*** Records for processing
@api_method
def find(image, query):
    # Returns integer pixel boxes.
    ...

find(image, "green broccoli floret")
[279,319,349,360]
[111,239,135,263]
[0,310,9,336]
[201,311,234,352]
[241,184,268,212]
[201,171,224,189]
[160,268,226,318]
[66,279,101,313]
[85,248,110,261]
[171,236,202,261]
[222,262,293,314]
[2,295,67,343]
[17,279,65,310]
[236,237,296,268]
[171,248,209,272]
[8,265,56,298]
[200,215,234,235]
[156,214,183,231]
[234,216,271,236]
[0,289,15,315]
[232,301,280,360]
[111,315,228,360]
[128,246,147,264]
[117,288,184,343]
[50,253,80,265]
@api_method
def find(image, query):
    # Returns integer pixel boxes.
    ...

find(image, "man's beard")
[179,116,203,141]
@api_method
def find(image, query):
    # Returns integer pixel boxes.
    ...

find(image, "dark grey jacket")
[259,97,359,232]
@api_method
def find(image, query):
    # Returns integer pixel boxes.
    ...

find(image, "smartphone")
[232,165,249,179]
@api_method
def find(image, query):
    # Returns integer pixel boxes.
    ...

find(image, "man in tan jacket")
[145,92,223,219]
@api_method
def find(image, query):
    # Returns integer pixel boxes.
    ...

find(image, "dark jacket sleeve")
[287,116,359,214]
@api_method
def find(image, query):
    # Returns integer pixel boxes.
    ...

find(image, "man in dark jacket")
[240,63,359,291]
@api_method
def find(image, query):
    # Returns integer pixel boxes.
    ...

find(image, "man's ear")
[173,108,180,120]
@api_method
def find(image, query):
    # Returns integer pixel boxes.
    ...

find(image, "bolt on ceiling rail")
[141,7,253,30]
******
Write out the data again from its first line through the line with "[173,108,180,120]", requests included, and scale every box coordinate in the answers by 0.35, rounding to whole numbers with halves going up. Leave the requests unchanged.

• **Response for this exercise**
@api_method
def find(image, query):
    # Returns integer pixel boxes.
    ...

find(image, "green broccoli floret")
[98,112,122,126]
[39,84,47,92]
[0,109,3,118]
[70,109,82,123]
[84,64,94,74]
[70,60,78,66]
[56,94,79,111]
[23,98,35,110]
[30,87,39,91]
[60,83,71,91]
[78,92,103,110]
[1,103,23,120]
[6,98,23,109]
[83,83,104,94]
[60,87,73,95]
[3,93,20,104]
[70,75,82,82]
[55,75,64,81]
[82,76,95,83]
[0,101,5,110]
[81,105,98,126]
[39,110,80,126]
[45,86,51,92]
[41,101,64,120]
[18,89,28,93]
@api_method
def find(image, query):
    # Returns integer pixel boxes.
    ...

find(image, "man's beard")
[63,41,71,49]
@api_method
def find(image, query):
    # Returns integer pixel boxes.
    ...

find(image, "dark grey jacket")
[91,34,126,81]
@api_method
def find(image, query):
    # Returns integer pixel boxes.
    ...

find(image, "smartphone")
[81,58,87,63]
@api_method
def find(image, query):
    # Returns integer pixel boxes.
    ...

find(image, "man in tan jacket")
[51,32,78,77]
@api_method
def find(image, query):
    # Returns integer pixel boxes.
    ...

find(image, "dark jacket sleeve")
[100,41,126,75]
@api_method
def find(image, query):
    # Returns integer pixel boxes.
    ...

find(image, "man in dark jacket")
[84,22,126,102]
@api_method
def find(image, query):
    # Returns integer pixel boxes.
    ...

find(image, "man's ear")
[61,38,63,42]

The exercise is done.